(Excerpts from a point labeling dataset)

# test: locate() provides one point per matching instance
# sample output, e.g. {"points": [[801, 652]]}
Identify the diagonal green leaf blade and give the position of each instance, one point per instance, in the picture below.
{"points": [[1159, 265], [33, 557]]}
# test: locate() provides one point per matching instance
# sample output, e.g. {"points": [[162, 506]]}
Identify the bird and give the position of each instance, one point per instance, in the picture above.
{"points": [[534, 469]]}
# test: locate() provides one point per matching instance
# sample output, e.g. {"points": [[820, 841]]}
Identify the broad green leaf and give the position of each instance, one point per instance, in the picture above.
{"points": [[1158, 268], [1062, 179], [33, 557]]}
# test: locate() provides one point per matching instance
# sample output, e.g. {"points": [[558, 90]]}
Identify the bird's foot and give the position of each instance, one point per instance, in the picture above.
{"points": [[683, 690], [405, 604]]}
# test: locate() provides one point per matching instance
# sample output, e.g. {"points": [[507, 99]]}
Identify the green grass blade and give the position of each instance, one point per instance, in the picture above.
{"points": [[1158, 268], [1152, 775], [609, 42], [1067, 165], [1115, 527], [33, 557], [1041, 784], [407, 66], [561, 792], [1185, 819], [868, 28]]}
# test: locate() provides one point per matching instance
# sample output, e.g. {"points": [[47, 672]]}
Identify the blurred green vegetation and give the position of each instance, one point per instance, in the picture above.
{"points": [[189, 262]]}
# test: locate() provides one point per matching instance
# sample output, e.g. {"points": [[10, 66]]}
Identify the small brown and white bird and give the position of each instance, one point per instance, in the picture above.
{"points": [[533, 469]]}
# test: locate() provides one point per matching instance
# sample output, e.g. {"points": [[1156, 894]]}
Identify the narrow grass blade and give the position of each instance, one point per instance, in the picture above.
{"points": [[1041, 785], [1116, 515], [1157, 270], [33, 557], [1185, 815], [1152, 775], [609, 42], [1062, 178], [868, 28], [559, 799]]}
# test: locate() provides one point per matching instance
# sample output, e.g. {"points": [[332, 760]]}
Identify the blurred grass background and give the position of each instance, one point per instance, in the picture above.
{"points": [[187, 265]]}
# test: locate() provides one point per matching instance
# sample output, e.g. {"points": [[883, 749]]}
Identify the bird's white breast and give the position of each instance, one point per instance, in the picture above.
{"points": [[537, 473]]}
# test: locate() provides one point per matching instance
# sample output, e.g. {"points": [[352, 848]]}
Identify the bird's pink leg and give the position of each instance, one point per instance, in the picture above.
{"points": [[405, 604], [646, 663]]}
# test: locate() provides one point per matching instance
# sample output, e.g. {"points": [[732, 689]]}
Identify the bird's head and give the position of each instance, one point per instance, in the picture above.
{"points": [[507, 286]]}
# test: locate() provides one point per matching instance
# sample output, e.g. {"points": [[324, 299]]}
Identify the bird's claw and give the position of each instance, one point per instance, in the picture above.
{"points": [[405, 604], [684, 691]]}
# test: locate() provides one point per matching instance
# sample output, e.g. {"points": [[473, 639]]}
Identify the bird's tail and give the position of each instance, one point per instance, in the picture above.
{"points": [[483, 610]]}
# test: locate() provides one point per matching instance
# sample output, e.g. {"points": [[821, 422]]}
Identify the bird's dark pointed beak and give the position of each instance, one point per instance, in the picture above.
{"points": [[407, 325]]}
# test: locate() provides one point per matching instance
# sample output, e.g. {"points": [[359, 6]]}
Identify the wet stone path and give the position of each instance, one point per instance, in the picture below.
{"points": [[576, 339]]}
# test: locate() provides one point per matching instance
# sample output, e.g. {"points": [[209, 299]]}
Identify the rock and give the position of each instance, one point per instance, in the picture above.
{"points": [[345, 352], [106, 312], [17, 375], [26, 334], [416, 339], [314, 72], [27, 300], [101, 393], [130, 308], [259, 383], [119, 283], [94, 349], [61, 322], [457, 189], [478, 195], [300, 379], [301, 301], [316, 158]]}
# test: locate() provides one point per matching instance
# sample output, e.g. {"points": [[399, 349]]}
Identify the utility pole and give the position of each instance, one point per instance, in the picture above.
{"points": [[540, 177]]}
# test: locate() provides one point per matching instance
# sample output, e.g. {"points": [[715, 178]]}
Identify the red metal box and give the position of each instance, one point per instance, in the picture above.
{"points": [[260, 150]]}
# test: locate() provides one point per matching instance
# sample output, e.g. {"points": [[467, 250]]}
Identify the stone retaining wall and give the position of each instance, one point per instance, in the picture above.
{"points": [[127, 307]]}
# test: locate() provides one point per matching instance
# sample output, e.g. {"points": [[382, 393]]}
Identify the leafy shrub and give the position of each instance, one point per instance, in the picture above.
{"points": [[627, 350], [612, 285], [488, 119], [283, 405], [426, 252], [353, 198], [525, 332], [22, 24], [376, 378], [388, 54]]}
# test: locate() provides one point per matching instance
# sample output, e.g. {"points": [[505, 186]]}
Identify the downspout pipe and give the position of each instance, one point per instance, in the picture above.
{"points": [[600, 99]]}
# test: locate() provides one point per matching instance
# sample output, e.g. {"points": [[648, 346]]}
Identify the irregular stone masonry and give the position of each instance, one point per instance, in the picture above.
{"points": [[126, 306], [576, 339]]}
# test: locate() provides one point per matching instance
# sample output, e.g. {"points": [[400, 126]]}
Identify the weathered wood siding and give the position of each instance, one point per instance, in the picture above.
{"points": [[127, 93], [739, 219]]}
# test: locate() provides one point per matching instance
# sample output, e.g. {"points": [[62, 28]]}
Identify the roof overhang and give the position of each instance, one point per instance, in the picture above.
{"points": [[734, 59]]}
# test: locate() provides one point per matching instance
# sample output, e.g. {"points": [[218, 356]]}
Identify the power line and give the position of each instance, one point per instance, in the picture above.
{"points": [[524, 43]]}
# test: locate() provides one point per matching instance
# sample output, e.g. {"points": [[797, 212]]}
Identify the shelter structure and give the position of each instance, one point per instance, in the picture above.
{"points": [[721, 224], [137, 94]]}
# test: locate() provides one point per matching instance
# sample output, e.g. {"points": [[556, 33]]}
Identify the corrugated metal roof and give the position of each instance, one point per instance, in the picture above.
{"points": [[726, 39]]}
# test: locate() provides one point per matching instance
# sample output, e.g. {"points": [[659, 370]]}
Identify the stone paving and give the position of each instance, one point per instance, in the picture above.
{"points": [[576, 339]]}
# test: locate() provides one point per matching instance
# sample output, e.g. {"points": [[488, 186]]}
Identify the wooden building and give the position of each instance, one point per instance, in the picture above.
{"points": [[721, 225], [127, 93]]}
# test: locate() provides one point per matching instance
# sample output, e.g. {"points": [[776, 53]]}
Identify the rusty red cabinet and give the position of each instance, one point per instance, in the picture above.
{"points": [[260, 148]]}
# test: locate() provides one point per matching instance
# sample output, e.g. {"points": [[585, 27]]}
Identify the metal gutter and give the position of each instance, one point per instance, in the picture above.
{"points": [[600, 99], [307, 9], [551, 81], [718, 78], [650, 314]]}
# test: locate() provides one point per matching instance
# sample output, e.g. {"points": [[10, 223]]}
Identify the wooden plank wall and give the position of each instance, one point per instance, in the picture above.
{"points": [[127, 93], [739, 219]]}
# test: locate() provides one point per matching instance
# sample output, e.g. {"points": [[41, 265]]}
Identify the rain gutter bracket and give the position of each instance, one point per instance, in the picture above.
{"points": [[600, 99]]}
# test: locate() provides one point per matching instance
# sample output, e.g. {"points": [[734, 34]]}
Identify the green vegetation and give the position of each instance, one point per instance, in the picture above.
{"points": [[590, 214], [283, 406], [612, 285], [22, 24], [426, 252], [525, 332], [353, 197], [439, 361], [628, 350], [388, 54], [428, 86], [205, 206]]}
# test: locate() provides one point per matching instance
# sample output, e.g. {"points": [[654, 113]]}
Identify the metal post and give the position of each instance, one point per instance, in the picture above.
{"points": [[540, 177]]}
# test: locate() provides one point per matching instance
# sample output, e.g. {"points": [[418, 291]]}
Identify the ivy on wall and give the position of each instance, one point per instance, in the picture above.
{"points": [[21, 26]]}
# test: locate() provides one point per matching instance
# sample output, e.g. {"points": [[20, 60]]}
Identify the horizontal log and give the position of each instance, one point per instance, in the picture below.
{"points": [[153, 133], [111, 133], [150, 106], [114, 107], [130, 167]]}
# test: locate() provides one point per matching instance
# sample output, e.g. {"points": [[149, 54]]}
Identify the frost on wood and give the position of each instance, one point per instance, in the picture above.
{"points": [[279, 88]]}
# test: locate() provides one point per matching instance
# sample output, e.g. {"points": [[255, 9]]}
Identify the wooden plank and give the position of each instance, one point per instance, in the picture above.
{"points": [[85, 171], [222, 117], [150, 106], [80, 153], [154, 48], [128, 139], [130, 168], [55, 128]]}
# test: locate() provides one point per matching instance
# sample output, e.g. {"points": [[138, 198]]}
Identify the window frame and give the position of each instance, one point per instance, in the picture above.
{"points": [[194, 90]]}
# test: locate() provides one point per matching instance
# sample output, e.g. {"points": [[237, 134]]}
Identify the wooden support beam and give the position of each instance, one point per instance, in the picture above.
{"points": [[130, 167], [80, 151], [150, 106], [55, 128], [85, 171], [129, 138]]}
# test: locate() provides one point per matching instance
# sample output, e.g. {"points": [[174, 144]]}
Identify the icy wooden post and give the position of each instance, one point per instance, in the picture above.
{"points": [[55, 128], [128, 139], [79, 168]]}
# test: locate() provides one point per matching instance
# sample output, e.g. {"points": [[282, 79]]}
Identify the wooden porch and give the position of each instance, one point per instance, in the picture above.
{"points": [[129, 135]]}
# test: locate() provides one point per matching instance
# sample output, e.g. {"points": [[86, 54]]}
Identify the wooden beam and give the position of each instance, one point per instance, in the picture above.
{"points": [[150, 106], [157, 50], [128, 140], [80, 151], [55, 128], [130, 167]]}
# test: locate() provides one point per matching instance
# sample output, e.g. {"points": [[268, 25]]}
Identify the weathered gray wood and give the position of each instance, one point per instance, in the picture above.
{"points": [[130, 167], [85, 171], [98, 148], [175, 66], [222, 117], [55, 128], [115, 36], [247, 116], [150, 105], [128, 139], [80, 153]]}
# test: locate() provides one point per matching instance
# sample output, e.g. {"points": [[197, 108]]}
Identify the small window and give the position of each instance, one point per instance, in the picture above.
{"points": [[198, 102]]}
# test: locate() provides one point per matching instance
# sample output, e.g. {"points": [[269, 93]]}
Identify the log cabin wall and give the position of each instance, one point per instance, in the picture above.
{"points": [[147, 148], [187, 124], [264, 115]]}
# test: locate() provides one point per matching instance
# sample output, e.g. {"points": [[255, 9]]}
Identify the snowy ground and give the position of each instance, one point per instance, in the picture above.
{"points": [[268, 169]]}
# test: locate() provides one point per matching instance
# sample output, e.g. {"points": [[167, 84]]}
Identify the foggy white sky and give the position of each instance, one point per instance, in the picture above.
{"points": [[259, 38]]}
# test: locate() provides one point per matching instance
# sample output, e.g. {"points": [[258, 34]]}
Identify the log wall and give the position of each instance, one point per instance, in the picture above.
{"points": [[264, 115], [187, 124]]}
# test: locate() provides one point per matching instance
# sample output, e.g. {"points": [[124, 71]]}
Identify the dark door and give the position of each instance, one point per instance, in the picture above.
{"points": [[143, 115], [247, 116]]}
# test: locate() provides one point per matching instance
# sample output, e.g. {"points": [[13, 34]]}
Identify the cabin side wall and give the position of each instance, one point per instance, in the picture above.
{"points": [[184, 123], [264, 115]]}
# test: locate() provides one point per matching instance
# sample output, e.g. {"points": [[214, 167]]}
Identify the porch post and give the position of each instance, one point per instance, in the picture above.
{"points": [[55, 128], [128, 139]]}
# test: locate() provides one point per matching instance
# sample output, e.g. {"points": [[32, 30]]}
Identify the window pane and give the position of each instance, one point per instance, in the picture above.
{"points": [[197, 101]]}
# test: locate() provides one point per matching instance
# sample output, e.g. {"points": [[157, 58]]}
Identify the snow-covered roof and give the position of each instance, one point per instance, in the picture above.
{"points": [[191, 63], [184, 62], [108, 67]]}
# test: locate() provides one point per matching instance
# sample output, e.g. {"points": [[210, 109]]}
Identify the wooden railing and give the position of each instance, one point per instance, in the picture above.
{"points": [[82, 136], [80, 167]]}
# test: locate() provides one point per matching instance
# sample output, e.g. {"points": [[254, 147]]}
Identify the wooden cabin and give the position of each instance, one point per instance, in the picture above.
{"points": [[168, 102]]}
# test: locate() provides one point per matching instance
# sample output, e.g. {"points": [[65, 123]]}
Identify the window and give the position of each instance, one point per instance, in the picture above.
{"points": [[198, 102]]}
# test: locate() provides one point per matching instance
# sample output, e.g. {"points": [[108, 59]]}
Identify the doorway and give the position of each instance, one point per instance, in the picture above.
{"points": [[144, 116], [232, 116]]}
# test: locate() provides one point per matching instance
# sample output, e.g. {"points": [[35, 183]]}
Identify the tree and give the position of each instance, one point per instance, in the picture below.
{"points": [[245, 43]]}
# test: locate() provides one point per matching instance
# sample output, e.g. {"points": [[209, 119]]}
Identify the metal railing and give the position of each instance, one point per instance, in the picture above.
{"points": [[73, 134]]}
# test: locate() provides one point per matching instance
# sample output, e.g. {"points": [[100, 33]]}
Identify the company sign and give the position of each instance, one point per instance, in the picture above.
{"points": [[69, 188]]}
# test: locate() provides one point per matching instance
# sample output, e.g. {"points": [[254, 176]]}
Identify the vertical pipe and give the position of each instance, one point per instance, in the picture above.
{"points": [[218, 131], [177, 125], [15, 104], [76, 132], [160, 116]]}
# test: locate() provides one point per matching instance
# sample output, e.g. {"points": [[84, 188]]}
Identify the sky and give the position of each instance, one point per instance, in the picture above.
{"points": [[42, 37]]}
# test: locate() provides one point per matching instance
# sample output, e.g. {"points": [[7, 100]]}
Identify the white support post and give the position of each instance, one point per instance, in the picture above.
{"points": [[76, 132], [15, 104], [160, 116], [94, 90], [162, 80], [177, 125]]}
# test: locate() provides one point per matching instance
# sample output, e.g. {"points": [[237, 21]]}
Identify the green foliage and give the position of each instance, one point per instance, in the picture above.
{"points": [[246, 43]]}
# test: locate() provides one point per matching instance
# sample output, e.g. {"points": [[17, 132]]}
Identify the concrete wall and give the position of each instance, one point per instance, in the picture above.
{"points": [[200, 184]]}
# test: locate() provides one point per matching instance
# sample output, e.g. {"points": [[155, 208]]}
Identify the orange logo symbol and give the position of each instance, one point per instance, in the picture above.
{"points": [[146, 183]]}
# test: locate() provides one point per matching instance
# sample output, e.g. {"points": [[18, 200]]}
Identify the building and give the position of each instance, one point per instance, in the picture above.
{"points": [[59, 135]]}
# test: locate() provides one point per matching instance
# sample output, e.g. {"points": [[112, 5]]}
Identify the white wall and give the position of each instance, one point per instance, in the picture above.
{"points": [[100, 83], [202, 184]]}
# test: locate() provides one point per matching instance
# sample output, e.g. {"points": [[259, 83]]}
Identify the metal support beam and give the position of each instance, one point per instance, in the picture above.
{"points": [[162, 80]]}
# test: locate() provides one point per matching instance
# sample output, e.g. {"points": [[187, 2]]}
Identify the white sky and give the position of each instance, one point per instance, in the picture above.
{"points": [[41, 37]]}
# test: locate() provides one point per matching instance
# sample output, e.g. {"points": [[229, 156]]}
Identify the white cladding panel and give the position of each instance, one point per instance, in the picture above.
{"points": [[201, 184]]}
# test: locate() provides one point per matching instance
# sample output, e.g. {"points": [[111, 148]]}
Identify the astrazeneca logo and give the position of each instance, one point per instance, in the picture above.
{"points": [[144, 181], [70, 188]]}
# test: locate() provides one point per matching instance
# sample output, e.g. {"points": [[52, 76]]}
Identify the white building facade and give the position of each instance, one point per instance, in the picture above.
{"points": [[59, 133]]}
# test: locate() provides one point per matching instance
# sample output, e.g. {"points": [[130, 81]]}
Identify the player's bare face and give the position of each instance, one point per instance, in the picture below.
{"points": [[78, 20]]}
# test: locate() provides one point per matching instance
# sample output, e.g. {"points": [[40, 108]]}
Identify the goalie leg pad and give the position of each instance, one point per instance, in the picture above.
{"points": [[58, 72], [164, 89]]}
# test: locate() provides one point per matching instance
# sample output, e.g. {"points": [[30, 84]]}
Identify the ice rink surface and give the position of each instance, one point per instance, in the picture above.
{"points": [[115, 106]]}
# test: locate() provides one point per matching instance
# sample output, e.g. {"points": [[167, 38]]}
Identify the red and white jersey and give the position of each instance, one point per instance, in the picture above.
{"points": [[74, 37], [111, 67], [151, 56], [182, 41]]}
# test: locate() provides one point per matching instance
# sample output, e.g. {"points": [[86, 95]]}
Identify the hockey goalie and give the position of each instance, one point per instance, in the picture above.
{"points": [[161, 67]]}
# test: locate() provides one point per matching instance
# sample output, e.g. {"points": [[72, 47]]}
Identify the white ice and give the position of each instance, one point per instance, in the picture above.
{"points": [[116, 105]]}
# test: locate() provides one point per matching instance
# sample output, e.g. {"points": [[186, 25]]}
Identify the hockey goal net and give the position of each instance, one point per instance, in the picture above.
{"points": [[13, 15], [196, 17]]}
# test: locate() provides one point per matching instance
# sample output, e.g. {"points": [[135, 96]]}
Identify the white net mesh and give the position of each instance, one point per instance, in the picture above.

(YOUR GOAL) Identify each line in the entries above that contains the word "blade", and reproduce every such line in full.

(CORRECT RESPONSE)
Identify the diagonal green leaf blade and give the position of each instance, one point per instance, in the picture below.
Identify the green grass blade and give the position of each instance, one point per instance, in the picture above.
Identify the narrow grass blade and give the position of each instance, one point per instance, in the picture above.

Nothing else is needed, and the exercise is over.